§ **Exercise objective**:
From the entries that follow, reproduce exactly and only the lines from the line with "Traffic-operations request: mark the stone block" to the line with "Traffic-operations request: mark the bench", endpoints included.

(Records for this task begins)

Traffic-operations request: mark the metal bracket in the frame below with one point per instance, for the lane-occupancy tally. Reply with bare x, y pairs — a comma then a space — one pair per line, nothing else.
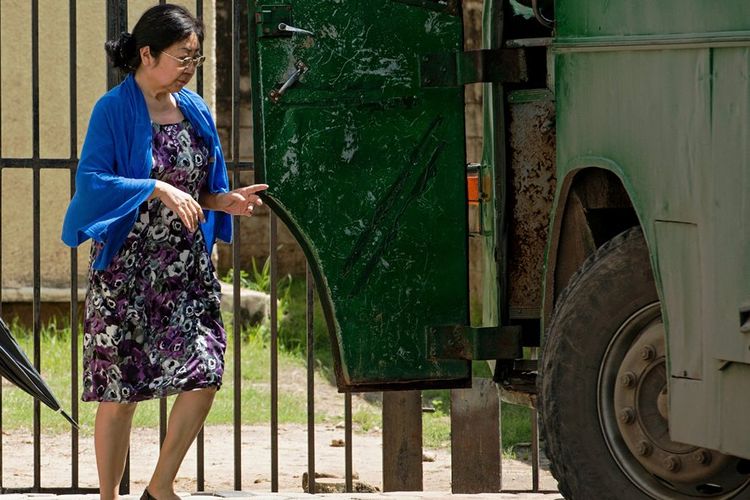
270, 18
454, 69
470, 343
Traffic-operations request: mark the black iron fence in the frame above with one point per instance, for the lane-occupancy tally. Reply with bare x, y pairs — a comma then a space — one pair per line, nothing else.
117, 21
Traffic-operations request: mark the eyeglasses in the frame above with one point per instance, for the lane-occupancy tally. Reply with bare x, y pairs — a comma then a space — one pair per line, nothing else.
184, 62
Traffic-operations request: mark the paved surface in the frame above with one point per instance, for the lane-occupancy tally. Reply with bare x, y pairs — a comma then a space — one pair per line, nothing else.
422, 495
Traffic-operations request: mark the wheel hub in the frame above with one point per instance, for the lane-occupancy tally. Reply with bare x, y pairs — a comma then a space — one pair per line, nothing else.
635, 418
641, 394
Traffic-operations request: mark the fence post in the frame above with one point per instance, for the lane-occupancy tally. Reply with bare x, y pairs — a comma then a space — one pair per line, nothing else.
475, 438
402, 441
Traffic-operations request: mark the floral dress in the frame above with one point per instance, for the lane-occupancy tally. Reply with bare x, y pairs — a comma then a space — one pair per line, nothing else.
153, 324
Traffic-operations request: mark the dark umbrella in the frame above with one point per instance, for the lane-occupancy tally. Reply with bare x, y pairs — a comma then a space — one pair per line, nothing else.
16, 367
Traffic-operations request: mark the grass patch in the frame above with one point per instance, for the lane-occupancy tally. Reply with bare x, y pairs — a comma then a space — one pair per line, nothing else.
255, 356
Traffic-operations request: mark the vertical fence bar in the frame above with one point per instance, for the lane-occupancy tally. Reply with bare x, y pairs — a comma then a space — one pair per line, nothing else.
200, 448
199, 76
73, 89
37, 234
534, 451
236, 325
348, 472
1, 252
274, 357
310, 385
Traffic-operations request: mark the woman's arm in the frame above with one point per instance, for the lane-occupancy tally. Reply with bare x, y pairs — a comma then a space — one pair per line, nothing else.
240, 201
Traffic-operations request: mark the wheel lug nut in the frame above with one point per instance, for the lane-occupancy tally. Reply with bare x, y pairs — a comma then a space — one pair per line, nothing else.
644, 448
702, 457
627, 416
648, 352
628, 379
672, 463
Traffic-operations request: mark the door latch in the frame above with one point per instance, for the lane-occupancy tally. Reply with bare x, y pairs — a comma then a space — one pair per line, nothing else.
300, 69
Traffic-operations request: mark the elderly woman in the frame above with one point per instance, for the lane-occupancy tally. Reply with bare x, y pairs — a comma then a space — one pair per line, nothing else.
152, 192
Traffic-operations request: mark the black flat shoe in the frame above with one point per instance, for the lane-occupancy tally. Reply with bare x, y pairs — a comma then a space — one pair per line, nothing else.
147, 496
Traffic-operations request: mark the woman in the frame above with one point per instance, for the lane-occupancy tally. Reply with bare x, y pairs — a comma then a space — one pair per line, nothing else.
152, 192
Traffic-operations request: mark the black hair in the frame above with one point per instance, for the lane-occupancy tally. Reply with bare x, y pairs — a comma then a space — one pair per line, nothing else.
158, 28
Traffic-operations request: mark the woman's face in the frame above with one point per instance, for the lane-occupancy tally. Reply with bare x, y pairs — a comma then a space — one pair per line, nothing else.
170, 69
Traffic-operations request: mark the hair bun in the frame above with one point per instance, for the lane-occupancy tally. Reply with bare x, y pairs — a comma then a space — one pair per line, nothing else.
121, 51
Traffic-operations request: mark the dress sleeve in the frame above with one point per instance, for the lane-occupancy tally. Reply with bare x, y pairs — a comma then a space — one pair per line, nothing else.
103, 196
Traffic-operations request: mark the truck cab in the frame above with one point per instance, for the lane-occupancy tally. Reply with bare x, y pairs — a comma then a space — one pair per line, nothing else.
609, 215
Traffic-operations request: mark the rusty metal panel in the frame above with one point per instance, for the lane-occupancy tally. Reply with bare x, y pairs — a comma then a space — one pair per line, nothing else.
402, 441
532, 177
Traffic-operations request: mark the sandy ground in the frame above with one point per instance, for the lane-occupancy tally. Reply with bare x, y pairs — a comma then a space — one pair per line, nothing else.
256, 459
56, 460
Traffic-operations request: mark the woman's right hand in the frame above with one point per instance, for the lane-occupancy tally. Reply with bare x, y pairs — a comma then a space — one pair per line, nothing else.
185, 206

(Records for this task ends)
(Records for this task begins)

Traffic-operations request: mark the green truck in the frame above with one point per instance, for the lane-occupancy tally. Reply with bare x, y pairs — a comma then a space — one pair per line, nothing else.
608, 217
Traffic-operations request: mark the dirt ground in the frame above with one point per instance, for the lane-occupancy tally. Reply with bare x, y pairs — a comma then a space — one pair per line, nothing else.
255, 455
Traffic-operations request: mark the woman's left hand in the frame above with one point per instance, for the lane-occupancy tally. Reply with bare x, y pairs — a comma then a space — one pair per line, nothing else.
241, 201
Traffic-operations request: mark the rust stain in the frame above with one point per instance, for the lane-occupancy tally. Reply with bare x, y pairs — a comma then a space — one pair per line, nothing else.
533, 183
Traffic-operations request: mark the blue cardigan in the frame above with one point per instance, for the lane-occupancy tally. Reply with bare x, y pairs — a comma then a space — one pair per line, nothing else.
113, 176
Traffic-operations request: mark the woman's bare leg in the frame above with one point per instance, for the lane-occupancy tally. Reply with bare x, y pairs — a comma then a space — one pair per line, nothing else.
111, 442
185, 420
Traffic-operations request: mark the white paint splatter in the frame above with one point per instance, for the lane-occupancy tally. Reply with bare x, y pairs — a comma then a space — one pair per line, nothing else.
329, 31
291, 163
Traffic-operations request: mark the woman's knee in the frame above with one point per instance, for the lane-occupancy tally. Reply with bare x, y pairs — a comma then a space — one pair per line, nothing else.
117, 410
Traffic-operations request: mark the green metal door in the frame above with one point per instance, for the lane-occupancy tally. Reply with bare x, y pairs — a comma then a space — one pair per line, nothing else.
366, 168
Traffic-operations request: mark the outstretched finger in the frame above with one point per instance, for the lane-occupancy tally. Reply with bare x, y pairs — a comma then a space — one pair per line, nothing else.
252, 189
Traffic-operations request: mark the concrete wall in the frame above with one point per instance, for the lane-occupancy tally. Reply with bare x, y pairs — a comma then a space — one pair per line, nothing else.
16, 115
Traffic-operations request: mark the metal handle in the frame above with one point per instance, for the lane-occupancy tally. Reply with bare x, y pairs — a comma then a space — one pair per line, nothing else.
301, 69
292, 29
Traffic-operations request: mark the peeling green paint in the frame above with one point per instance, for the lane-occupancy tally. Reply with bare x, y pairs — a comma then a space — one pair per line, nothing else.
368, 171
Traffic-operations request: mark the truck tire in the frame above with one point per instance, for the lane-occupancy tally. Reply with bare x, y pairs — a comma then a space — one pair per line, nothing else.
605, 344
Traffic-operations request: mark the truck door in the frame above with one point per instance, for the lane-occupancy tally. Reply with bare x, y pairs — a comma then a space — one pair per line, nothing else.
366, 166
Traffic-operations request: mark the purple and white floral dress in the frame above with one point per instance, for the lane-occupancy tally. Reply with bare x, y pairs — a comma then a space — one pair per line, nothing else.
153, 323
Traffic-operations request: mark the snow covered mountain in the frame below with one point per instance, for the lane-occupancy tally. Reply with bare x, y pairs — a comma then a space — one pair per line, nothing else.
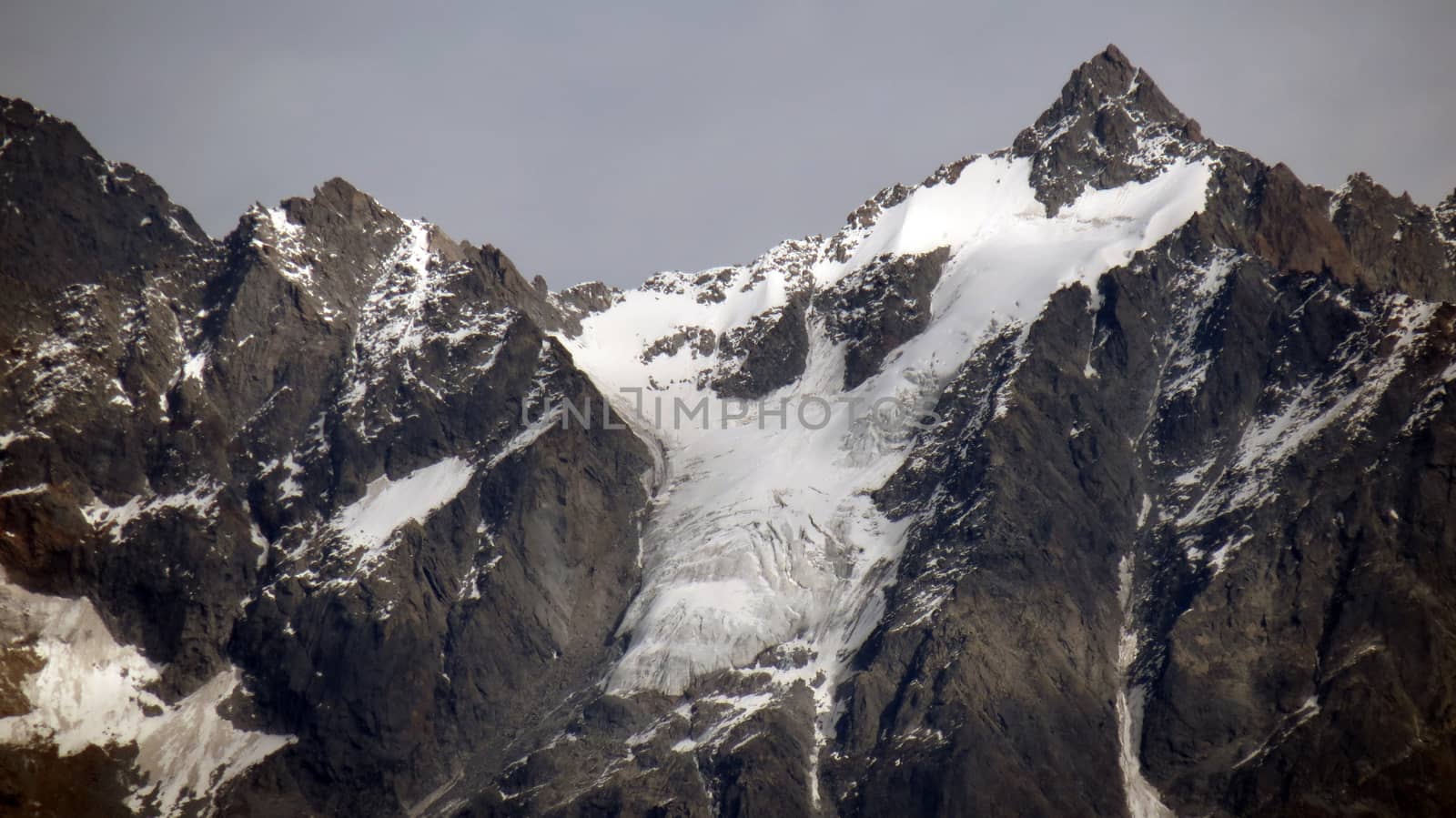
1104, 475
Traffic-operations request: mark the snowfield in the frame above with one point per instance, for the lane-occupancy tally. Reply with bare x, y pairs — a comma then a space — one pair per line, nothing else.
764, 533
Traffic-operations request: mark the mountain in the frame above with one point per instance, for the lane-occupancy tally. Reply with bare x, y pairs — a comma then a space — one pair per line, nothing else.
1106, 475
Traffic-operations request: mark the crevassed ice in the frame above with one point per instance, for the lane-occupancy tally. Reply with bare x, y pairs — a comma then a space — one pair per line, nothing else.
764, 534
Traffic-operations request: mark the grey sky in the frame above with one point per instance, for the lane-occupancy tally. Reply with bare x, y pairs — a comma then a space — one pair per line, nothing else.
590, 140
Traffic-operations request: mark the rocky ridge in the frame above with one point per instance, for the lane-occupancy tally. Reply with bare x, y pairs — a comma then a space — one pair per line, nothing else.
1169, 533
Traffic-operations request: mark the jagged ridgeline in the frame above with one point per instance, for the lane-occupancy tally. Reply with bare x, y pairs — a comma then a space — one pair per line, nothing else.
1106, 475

(Records for this task ends)
(Records for this task begins)

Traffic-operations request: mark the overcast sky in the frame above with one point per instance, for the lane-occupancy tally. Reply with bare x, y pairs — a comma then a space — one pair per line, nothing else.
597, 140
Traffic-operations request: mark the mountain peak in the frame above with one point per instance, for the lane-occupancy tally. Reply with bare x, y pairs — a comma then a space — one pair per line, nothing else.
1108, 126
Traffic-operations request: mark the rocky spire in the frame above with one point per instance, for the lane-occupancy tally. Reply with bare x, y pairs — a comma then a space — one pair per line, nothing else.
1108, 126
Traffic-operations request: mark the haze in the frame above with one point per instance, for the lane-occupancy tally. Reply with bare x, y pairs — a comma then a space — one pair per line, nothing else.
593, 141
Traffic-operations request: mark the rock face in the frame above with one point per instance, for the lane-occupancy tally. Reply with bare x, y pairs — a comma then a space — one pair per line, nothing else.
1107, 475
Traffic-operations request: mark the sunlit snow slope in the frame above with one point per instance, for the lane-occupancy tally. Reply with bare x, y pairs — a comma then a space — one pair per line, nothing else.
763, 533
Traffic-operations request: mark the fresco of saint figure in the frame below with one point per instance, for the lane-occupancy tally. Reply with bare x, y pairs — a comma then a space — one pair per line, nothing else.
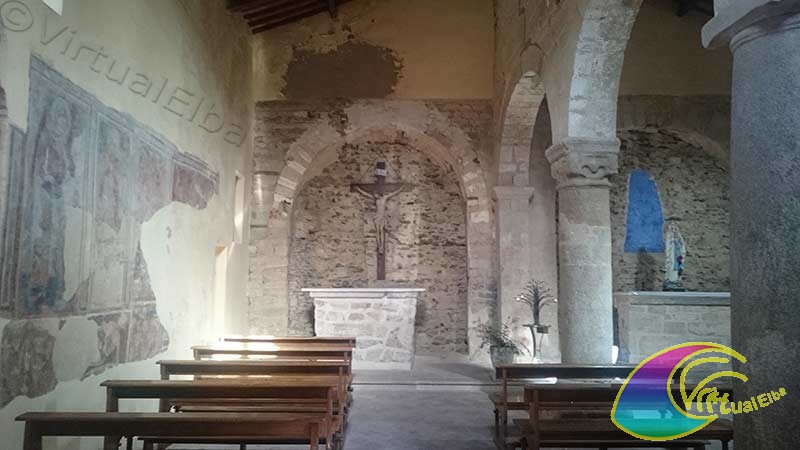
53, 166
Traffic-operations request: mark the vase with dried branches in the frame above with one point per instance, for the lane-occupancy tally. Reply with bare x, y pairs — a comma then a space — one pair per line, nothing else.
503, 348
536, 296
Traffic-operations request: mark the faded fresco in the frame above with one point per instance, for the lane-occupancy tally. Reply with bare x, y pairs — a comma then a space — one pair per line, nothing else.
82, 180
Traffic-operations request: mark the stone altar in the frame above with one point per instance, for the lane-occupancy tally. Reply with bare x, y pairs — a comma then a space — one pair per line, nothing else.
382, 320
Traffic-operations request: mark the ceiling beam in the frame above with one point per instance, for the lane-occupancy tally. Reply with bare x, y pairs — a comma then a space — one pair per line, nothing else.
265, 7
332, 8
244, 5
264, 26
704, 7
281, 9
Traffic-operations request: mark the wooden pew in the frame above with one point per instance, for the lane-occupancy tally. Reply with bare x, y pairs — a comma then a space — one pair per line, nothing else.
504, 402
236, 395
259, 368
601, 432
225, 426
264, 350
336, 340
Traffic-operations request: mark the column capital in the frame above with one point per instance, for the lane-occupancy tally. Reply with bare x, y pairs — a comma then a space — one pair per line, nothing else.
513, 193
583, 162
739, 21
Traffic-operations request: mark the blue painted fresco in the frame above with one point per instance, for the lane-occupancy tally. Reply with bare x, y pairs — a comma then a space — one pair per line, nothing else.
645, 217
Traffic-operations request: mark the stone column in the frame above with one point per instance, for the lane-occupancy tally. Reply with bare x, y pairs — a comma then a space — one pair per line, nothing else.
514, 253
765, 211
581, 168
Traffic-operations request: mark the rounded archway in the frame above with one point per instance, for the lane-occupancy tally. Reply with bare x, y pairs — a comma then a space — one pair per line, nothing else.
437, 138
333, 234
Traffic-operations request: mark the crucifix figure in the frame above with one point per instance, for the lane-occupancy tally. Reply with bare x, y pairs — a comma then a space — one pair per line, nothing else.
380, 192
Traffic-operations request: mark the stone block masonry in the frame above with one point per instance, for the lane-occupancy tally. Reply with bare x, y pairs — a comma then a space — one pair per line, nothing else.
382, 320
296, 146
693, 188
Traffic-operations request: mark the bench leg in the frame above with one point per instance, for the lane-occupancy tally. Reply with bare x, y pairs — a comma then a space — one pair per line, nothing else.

(Records for this task ends)

§ **Problem solution**:
Traffic-operations request: mark the stone block masonry in the frame above with one point per instance, for the lane-occupancy tally. Reply with bare x, y pairs — a comma then a space — one pair per line, nothing else.
382, 320
296, 146
693, 188
Traffic-operations request: mark the bench leg in the frame above with one point per instance, for the lane-occupancy tally. Reply with bare x, y pairs — a comma then a space — one pair per line, nothing else.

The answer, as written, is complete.